[Dataset records about object locations]
◆ ◆ ◆

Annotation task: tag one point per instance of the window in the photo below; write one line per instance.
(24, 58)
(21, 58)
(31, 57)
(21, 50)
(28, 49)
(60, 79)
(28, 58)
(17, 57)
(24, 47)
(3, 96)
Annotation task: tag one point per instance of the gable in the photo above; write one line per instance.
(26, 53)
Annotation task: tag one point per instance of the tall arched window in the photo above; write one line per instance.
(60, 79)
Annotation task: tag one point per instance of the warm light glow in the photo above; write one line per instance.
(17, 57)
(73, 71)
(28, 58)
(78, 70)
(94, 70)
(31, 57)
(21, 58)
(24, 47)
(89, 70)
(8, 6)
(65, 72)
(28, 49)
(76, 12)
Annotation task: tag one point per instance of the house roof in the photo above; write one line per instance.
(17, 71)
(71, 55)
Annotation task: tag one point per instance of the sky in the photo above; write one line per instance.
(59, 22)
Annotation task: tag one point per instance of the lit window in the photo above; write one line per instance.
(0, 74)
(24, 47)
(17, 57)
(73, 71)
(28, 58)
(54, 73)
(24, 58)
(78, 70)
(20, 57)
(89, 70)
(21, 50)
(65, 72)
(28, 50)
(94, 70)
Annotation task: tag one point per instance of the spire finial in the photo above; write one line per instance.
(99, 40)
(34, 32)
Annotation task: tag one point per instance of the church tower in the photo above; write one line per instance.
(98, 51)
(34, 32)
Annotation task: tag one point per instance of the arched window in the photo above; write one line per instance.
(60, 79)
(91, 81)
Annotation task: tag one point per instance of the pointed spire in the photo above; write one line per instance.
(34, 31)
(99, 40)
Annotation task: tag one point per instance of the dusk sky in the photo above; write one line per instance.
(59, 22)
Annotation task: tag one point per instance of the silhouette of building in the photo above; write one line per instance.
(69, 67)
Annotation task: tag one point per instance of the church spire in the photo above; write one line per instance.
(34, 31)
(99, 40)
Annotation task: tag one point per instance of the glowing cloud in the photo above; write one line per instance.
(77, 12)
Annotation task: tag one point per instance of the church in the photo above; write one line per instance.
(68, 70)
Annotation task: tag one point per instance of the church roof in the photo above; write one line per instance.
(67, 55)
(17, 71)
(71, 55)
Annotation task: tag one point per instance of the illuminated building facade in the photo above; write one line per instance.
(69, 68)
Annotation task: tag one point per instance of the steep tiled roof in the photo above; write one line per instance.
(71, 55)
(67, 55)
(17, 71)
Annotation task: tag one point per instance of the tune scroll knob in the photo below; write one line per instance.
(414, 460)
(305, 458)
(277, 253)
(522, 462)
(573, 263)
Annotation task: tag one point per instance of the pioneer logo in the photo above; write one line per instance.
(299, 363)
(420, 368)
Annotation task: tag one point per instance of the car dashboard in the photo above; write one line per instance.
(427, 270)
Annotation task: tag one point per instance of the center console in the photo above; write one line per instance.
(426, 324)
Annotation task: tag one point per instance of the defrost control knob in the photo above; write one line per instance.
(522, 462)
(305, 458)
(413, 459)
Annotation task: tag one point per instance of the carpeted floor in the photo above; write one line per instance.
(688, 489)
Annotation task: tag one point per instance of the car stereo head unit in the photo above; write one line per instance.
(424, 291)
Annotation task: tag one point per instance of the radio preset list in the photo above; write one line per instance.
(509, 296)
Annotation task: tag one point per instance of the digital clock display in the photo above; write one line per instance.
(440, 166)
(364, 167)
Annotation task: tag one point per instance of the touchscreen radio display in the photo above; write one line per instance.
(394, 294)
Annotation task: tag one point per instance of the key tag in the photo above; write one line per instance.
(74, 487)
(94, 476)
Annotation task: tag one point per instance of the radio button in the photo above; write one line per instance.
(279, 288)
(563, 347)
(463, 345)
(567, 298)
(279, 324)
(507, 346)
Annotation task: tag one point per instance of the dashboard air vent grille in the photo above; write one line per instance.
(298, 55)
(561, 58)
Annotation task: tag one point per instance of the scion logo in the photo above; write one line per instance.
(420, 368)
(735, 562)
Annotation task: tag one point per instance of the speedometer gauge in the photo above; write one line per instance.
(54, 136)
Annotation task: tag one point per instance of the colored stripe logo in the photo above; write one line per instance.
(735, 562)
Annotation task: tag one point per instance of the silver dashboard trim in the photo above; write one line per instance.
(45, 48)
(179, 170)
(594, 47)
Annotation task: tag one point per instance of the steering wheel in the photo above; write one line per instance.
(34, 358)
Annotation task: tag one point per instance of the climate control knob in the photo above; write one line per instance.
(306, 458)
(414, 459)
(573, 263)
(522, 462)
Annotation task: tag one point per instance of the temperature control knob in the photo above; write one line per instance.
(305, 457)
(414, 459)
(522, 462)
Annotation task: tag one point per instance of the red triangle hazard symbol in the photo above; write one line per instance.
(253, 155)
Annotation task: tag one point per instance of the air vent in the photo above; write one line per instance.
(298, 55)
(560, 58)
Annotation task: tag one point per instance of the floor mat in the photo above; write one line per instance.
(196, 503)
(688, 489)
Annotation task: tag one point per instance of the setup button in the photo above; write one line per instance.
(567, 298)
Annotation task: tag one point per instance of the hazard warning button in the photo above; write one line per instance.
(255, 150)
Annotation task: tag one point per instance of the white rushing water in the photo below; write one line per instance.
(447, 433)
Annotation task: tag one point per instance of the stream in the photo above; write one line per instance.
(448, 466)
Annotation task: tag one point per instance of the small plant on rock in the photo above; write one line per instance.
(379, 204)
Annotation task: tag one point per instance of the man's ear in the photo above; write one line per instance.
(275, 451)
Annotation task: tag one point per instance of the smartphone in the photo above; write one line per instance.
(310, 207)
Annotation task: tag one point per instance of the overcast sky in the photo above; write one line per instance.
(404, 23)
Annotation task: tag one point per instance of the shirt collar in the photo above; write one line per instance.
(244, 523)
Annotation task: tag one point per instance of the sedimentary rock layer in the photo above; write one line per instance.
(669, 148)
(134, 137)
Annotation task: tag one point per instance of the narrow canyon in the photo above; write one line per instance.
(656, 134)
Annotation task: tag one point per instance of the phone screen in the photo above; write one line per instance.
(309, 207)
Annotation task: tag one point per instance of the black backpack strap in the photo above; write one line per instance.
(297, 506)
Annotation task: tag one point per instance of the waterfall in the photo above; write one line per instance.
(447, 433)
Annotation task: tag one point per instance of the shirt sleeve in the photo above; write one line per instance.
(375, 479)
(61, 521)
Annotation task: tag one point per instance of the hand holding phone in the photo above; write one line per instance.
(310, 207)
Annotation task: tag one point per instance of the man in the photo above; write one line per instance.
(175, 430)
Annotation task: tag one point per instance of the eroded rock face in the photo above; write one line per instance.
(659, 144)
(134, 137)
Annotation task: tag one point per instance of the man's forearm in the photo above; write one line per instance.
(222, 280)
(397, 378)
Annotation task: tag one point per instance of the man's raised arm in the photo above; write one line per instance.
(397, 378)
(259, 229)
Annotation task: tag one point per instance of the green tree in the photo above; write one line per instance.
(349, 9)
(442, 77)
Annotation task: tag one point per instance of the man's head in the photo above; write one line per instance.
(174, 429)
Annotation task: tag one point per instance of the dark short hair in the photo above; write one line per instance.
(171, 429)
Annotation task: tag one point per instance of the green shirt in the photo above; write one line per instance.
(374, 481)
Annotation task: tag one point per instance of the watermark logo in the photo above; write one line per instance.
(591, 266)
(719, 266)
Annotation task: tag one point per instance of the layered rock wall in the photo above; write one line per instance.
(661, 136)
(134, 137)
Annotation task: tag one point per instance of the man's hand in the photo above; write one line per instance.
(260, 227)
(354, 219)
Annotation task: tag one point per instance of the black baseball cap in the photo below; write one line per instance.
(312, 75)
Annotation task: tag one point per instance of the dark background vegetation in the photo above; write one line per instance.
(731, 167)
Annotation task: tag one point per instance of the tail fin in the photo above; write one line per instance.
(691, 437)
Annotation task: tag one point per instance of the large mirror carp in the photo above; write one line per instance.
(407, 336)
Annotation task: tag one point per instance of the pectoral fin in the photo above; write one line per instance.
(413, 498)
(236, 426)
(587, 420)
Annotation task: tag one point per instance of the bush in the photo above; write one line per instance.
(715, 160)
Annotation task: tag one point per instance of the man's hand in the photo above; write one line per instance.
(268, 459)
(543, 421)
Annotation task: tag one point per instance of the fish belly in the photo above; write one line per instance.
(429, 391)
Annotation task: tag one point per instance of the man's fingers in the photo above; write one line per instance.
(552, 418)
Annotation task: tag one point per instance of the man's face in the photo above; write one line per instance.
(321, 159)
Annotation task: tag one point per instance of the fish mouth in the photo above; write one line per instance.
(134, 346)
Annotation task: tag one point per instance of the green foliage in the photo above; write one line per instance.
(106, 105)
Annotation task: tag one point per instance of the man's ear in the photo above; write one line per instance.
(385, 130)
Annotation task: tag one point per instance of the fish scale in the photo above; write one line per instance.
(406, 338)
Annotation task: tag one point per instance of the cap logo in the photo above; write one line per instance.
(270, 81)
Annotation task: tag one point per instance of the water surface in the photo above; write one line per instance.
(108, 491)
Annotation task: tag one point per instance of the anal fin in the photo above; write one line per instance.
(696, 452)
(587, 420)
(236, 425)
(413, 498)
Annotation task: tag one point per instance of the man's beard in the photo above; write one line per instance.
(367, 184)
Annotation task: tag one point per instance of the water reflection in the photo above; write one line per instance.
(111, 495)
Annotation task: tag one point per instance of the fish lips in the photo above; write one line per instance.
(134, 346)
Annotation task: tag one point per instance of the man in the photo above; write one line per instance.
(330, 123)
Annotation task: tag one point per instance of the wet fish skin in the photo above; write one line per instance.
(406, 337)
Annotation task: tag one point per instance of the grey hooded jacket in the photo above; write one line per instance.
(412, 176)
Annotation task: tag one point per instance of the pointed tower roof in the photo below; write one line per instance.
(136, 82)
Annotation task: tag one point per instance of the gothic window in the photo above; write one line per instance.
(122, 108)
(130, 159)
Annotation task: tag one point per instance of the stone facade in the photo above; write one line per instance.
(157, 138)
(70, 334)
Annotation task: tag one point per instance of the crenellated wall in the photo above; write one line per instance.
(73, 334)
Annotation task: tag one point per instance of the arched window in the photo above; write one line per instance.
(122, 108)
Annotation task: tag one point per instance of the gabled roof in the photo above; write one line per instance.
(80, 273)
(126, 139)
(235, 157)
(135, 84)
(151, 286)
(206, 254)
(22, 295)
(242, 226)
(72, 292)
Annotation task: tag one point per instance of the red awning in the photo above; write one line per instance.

◆ ◆ ◆

▸ **Challenge**
Copy out the lines from the line containing "Annotation task: tag one point per instance of the wet" to the end of the listing above, without alteration.

▸ **Exercise solution**
Annotation task: tag one point per instance of the wet fish skin in the photo above; write one line per instance.
(406, 337)
Annotation task: tag one point per instance of the grey hooded jacket in the photo above; write one line per instance.
(412, 176)
Annotation task: tag one point per instance of the pointed tower roof in the photo below; write one line per instance.
(136, 82)
Annotation task: tag one point per instance of the gothic window in the photo above; write one line per instance.
(122, 108)
(130, 159)
Annotation task: tag one point per instance of the stone facade in the photo above; write one line per instance.
(157, 138)
(70, 334)
Annotation task: tag one point per instance of the crenellated wall in the photo above; write one line per instance.
(73, 334)
Annotation task: tag one point per instance of the arched window in the photo above; write one line per instance.
(122, 108)
Annotation task: tag one point per instance of the gabled roof in the photo above; write one line per instance.
(80, 273)
(126, 139)
(235, 157)
(135, 84)
(151, 286)
(206, 254)
(22, 295)
(242, 226)
(72, 292)
Annotation task: tag one point per instance of the red awning in the photo above; write one line per instance.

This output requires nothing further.